→ Text segment:
The purpose of the Ultraviolet Plume Instrument (UVPI) experiment was to accurately image and track the plume of a rocket launched from Earth's surface in the ultraviolet spectrum. It was a pointable telescope mounted on the earth-facing side of the LACE spacecraft. Its mission was to collect images of rocket plumes in the near-ultraviolet and midultraviolet regimes from a space-based platform. It was also used to collect background image data of Earth, Earth's limb, and celestial objects. Background imaging included the day, night, and dawn limb, aurora, sunlit and moonlit clouds, and the Earth's surface.

The UVPI consisted of two image-intensified CCD cameras that were boresighted and shared a Maksutov-Cassegrain telescope. The tracker camera was sensitive in the near-ultraviolet/visible wavelength region, had a field of view approximately 14 times larger in each dimension than the plume camera, and was used to locate, acquire, and track a target. The plume camera collected images at four wavelengths from 195 to 350 nm, selected with a filter wheel. The field of view was 0.184 x 0.137 degrees. Its photometric range and sensitivity were optimized for nighttime operations. The tracker camera could image stars as dim as visual magnitude 7. Normal frame rate was 5 per second, but the zoom mode rate was 30 per second with a reduced field of view.

Plain-language descriptions of regions

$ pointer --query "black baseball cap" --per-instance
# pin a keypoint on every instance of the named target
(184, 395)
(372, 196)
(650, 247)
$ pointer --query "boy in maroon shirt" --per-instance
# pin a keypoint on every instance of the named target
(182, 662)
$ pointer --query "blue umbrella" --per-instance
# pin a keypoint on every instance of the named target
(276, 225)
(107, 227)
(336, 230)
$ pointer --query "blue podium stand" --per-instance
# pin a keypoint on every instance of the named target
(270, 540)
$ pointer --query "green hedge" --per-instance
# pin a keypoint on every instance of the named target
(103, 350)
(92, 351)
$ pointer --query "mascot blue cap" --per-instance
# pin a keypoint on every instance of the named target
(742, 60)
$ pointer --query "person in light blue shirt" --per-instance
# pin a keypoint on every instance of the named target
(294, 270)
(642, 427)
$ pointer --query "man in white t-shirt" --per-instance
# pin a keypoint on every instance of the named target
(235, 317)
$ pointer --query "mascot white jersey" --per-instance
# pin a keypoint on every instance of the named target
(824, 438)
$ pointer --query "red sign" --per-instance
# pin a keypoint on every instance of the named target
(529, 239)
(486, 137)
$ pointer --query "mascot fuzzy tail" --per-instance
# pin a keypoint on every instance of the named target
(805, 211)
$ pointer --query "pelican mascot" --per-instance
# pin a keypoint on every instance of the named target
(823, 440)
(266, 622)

→ Prompt: Please pick up the ultraviolet plume instrument text after its last sentence and continue it.

→ Response:
=== Army Background Experiment (ABE) ===

The Army Background Experiment was commissioned by the U.S. Army Strategic Defense Command to measure the space neutron background radiation from the LACE satellite. It consisted of four borated plastic scintillator rods 8 in. long by 3 in. in diameter attached to a fold-out panel on the nadir side of LACE. The rods would detect neutrons originating from atmospheric escape and from the spacecraft's body. The experiment was jointly developed by the Grumman Corporation and the Los Alamos National Laboratory, with the support of the U.S. Department of Energy. Within a few months after the launch of LACE, the ABE was reported to be operating nominally, and it was expected to remain in operation through LACE's expected 30 month lifetime.

Data from ABE was provided to the SDIO for the development of spaceborne systems to discriminate between warheads and decoys.

=== Radiation Detection Experiment (RDE) ===

The Radiation Detection Experiment (RDE) was an experiment on the earth-facing side of LACE to detect electromagnetic radiation. It was designed by The Aerospace Corporation for the U.S. Air Force. The classified experiment was the only one not operated for the Strategic Defense Initiative, and was not discussed by the SDIO nor the NRL prior to launch. It collected data for 14 months throughout LACE's mission.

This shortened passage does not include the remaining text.